[Records for this exercise — start]
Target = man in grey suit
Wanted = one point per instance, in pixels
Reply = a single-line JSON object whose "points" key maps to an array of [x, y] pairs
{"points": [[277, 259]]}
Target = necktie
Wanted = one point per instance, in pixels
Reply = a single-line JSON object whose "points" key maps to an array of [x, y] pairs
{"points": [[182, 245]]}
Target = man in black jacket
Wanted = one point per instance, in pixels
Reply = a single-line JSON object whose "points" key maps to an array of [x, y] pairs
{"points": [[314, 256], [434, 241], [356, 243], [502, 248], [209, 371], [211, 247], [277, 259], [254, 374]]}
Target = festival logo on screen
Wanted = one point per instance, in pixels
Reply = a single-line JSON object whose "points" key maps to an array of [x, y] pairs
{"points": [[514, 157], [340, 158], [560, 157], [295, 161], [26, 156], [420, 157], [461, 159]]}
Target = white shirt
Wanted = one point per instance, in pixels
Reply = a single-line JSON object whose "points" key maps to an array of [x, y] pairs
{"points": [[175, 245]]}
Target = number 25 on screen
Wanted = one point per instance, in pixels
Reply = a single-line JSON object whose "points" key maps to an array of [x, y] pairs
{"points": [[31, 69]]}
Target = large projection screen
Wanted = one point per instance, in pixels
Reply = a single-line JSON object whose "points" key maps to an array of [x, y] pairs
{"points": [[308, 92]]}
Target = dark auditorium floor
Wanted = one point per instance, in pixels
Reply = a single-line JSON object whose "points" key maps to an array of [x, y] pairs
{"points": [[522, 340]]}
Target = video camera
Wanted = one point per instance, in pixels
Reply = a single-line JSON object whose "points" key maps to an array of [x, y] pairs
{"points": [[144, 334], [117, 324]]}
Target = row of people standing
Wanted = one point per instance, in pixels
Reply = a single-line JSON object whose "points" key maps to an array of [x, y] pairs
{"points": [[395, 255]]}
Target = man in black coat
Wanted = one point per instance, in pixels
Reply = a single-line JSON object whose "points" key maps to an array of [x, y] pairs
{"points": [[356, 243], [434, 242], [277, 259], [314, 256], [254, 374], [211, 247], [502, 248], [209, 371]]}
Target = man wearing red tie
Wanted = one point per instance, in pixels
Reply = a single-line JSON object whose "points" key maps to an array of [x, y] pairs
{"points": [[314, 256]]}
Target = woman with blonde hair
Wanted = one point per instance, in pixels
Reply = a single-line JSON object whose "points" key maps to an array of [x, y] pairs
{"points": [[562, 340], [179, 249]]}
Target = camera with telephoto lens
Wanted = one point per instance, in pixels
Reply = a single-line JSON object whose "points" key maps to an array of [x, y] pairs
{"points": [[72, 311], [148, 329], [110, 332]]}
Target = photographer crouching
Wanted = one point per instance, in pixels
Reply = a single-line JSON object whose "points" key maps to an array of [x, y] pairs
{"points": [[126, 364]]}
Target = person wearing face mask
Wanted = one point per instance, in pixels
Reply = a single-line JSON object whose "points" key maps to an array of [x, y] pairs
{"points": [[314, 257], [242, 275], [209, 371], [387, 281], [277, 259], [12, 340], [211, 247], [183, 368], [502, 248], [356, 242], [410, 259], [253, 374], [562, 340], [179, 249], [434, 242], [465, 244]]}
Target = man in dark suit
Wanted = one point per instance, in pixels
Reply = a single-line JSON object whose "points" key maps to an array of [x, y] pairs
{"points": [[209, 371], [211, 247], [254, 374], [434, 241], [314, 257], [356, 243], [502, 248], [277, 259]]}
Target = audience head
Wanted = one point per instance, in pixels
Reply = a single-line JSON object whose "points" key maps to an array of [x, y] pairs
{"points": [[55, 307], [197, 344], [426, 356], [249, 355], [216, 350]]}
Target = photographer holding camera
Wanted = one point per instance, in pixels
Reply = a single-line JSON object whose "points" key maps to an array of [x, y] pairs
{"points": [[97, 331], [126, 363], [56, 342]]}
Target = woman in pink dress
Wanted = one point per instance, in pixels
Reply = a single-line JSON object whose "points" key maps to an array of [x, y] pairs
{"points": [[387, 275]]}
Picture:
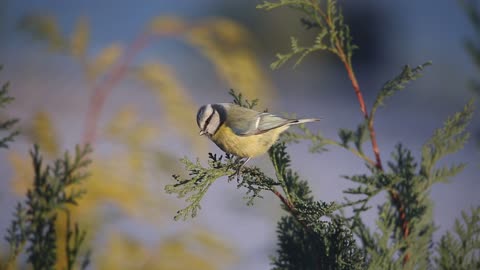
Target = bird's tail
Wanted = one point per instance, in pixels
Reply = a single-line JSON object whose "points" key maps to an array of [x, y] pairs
{"points": [[302, 121]]}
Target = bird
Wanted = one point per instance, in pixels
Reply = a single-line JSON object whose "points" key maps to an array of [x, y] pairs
{"points": [[240, 131]]}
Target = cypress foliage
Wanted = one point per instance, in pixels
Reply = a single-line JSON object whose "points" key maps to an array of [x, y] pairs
{"points": [[320, 235]]}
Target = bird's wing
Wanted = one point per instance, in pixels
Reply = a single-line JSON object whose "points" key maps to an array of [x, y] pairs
{"points": [[246, 122]]}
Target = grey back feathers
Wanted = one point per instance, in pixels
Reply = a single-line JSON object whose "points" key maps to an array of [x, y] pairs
{"points": [[242, 121]]}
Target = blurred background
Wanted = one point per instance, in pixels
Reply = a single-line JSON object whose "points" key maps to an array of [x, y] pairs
{"points": [[128, 77]]}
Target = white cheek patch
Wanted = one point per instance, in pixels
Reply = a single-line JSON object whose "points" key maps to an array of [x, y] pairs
{"points": [[213, 124], [257, 122], [204, 114]]}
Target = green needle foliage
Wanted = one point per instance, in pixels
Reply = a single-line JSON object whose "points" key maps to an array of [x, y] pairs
{"points": [[308, 230], [320, 235], [55, 187]]}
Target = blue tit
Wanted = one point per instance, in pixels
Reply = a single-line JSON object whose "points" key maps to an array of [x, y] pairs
{"points": [[241, 131]]}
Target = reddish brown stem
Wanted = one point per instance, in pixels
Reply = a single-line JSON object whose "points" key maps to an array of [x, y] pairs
{"points": [[101, 91], [373, 138]]}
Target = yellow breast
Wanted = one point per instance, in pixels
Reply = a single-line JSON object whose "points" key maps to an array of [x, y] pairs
{"points": [[245, 146]]}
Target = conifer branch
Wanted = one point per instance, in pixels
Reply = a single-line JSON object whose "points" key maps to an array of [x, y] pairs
{"points": [[34, 220]]}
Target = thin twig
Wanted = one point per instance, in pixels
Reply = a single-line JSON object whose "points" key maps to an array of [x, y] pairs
{"points": [[394, 195]]}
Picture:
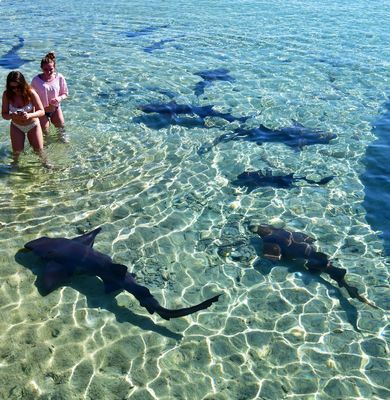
[Records for this exercise — finish]
Each line of the data should be printed again exactly. Please leave pictures out.

Target = man in grey suit
Wanted = one point per instance, in pixels
Reply = a single-line JSON object whose "points" key maps to an array of [x, y] pairs
{"points": [[277, 259]]}
Target = necktie
Wanted = one point per instance, in pixels
Reply = a single-line JSON object whose "points" key maps to an array of [x, y] pairs
{"points": [[182, 245]]}
Target = man in black jacket
Wanted = one point per instance, in pixels
Reply = a single-line JSON object whose "points" key maps to an array of [x, y] pairs
{"points": [[314, 256], [434, 241], [356, 243], [502, 248], [209, 371], [211, 247], [277, 259], [254, 374]]}
Target = festival logo on screen
Wanted = one point per instance, in pixels
Reply = a single-line JSON object whose "points" key maps to an array of [x, y] pairs
{"points": [[514, 157], [340, 158], [560, 157], [295, 161], [26, 156], [420, 157], [461, 159]]}
Target = white shirt
Wanted = one point per instance, in pixels
Reply = a single-line JSON object whose "points" key maps to an array of [x, y] pairs
{"points": [[175, 245]]}
Target = number 25 on screen
Wanted = one point per instance, in pixels
Reply = a single-line JSON object whose "points" key maps to an array of [x, y] pairs
{"points": [[31, 69]]}
Target = large projection screen
Wanted = one point per instance, in pixels
Reply = a single-line JSON object whose "points" key maps to an array of [x, y] pairs
{"points": [[308, 92]]}
Target = dark auditorium floor
Wanted = one point per instance, in pixels
Reply = a single-line JSON object whose "points" key maps to an array of [x, y] pairs
{"points": [[522, 340]]}
Target = video camera
Wanted = one point per instance, in pixels
Reply = a single-line JSON object whose "points" key maps to an array of [x, y] pairs
{"points": [[144, 334], [117, 324]]}
Target = row of people standing
Wanted = one point per instance, in pixels
Reply = a single-line JSON object whose "points" key maps to an array of [x, y] pairs
{"points": [[395, 255]]}
Target = man in black coat
Wanted = one point per instance, in pixels
Reply = a single-line JSON object whose "points" key maps to an array of [x, y] pairs
{"points": [[356, 243], [434, 242], [277, 259], [314, 256], [254, 374], [211, 247], [502, 248], [209, 371]]}
Target = man wearing red tie
Wanted = one point per instance, in pixels
Reply = a single-line JSON object whose "points" key maps to an array of [x, y] pairs
{"points": [[314, 256]]}
Target = woman with blonde hair
Wanted = one point per instance, in pixels
Reply = a single-line JSON object whose "points" key maps to an array of [x, y] pairs
{"points": [[562, 340], [179, 249]]}
Target = camera with telephoto lens
Wanted = one point per instance, in pixels
Reply = a single-line JSON object whose "points" key maps to an array of [x, y] pairs
{"points": [[72, 311], [148, 329], [110, 332]]}
Target = photographer crouching
Wanted = one point per instance, in pixels
Reply = a single-line JSON object whose "points" key maps to an array of [x, y] pairs
{"points": [[126, 364]]}
Target = person wearing face mask
Wanted = one point per instance, in pixels
Reply = a single-line JSON object whose "points" key maps to an array of [x, y] pairs
{"points": [[314, 257], [242, 275], [209, 371], [387, 281], [277, 259], [12, 340], [211, 247], [183, 368], [502, 248], [356, 242], [410, 259], [253, 374], [562, 340], [179, 249], [434, 242], [465, 244]]}
Target = man in dark suit
Wanted = one point per instance, in pixels
Reply = a single-line JSON object whose "points" key maps to an array of [x, y] pairs
{"points": [[209, 371], [211, 247], [254, 374], [434, 241], [314, 257], [356, 243], [502, 248], [277, 259]]}
Target = audience head
Wanted = one point per instance, in pixels
Reply = a single-line JSON object whose "points" key maps to an array of [x, y] pairs
{"points": [[55, 307], [197, 344], [426, 356], [249, 355], [216, 350]]}
Target = photographer holding camera
Wanted = one point per instance, in pixels
Reply = a single-line JSON object whose "points" key maps to an array of [x, y] pairs
{"points": [[97, 331], [126, 363], [56, 342]]}
Target = woman in pink dress
Wanted = one point per instance, in pixels
Reply = a single-line JSON object whose "points" key maps to an array of [x, y] pairs
{"points": [[387, 275]]}
Picture:
Target = bird's tail
Wanted = one point per instance, in pixels
Reply = a single-line JSON object whose "points" key maps to an array of [x, y] pairs
{"points": [[302, 121]]}
Target = bird
Wanted = one point per instance, in pixels
Reply = a single-line JSON object whose "points" key maps to an array of [x, y] pairs
{"points": [[240, 131]]}
Target = cypress foliage
Wanted = one point per instance, in pixels
Reply = a single-line JSON object whose "points" key maps to an array of [x, y] pairs
{"points": [[320, 235]]}
Target = bird's wing
Wanted = one point per instance, in pixels
Reply = a single-line JSON object whose "points" key maps to an array of [x, y] pairs
{"points": [[246, 122]]}
Target = grey back feathers
Wanted = one point per instance, in pixels
Reply = a single-line JSON object whose "points" key maps to an array of [x, y] pairs
{"points": [[242, 121]]}
Target = blurred background
Wanted = one point per instance, in pixels
Reply = a single-line JSON object whose "points" key maps to an array of [x, y] pairs
{"points": [[128, 77]]}
Target = white cheek patch
Wanted = one point per instance, in pixels
Reply = a single-line JSON object whose "points" key maps to an array of [x, y] pairs
{"points": [[213, 124], [257, 122], [204, 114]]}
Target = green needle foliage
Wanted = one point per instance, in pixels
Reply = a single-line JSON object whose "points" key maps to an array of [x, y] pairs
{"points": [[308, 230], [320, 235], [55, 187]]}
Target = blue tit
Wanted = one point per instance, in pixels
Reply = a single-line JSON object whose "points" key maps to an array of [x, y] pairs
{"points": [[241, 131]]}
Target = reddish brown stem
Wanted = one point per instance, in pixels
Reply = a single-line JSON object whose "points" key maps to an array of [x, y] pairs
{"points": [[101, 91], [373, 138]]}
Target = yellow breast
Wanted = one point per instance, in pixels
Reply = a single-line JSON object whose "points" key maps to an array of [x, y] pairs
{"points": [[245, 146]]}
Target = conifer branch
Wanted = one point per instance, in pixels
Reply = a single-line JSON object whose "points" key maps to an array of [x, y] pairs
{"points": [[34, 220]]}
Target = thin twig
Wanted = one point per instance, in pixels
Reply = a single-line JSON object whose "points" key maps to an array of [x, y] pairs
{"points": [[394, 195]]}
Picture:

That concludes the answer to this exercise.